» **What this task involves**: Reproduce the records from the line with "Mark one point on each instance of the thai" up to and including the line with "[(222, 84)]", swapping "palm plant" for "palm tree" and leaving everything else unchanged.

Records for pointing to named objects
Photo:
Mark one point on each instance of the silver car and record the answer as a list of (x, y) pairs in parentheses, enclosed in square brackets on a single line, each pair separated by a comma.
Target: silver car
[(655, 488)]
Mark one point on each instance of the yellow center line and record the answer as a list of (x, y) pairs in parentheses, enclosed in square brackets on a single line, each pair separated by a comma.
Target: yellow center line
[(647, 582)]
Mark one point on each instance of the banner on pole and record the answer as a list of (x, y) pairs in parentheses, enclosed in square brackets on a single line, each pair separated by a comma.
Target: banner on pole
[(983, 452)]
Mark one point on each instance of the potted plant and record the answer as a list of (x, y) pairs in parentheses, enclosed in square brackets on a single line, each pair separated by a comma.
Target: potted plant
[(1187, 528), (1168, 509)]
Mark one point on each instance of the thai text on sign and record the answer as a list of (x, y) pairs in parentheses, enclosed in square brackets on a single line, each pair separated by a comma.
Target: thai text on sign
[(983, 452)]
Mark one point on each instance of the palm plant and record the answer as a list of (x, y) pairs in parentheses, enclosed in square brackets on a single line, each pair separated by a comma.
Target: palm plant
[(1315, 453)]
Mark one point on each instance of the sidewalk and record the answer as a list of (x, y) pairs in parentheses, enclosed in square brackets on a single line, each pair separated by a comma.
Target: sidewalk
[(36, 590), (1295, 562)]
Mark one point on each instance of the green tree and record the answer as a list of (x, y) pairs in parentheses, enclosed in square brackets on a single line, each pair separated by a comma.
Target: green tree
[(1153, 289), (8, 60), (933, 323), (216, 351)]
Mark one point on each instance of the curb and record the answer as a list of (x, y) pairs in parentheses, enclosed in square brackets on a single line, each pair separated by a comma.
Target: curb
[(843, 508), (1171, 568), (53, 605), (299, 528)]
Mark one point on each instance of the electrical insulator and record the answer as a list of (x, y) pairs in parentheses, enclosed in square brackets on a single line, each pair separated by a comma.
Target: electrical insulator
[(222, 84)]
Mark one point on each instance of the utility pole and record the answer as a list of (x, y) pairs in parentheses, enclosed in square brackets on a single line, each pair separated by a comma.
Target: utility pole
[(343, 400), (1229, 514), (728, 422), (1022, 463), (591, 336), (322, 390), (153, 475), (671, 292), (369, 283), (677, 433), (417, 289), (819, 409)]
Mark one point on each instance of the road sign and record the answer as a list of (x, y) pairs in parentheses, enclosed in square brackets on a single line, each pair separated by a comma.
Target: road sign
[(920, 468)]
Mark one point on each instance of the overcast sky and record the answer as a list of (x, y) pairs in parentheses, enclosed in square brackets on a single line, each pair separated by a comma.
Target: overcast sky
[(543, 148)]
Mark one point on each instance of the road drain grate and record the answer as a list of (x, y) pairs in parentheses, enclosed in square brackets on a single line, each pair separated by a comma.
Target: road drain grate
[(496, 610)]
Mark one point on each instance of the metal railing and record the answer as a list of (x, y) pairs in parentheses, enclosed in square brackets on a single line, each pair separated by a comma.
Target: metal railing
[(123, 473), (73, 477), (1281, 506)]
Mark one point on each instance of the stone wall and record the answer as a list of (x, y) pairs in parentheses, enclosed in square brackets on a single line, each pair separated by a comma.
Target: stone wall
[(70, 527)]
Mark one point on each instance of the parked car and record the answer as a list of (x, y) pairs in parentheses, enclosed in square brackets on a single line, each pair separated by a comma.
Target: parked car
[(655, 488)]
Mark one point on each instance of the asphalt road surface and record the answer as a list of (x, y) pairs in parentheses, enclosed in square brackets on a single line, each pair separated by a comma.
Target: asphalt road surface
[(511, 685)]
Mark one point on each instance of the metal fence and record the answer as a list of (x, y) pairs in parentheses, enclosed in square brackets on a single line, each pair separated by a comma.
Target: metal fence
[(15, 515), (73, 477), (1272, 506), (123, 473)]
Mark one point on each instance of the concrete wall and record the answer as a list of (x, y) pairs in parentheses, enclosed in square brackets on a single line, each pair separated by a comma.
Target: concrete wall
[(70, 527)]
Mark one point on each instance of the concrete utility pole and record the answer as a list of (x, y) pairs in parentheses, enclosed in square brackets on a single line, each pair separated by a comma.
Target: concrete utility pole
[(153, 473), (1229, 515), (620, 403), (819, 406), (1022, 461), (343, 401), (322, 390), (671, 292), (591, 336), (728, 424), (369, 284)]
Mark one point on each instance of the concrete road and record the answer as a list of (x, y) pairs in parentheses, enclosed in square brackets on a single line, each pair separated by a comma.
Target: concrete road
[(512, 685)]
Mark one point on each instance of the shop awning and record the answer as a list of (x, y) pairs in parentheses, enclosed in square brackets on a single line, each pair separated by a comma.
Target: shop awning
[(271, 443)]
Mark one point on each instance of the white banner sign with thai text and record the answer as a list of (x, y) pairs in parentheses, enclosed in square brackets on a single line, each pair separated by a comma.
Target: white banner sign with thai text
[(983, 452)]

» **Completed task**:
Mark one point on each instance of the thai text on sign and record the answer as a list of (x, y) pairs in parentheses, enclosed in square brackets on a single line, each pair separated by a comma.
Target: thai text on sign
[(983, 452)]
Mark one point on each instance of the palm tree and record the answer as a list of (x, y) pairs in parentheses, enclosed in square brackets on a single line, each pair separated by a comma.
Target: palm tree
[(1315, 453)]
Mark one point on each instance of the sidewalk and record the answer as a list of (x, y) pairs in parentheses, enclosed in square brackets on a single line, each pair separated by a comma.
Target: sidewalk
[(36, 590), (1295, 562)]
Mark one point on each instance of the green tree and record the answer as a list of (x, y) pairs in parentheses, enclosed in square brackets on a single line, each pair separated by a comma.
Target: green tree
[(1153, 289), (8, 60), (933, 323), (216, 351)]
Mark one point on each instance of the curb and record the answer as a list of (x, y) pairs in parentheses, enclosed in square brackets on a single line, each pair separated by a comma.
Target: curb
[(843, 508), (1171, 568), (53, 605), (299, 528)]
Mark one point on each instance of the electrical insulator and record the answer as a list of (x, y) pairs in parentheses, enclosed in square brackets on a single line, each pair separated by a comma.
Target: electrical insulator
[(222, 84)]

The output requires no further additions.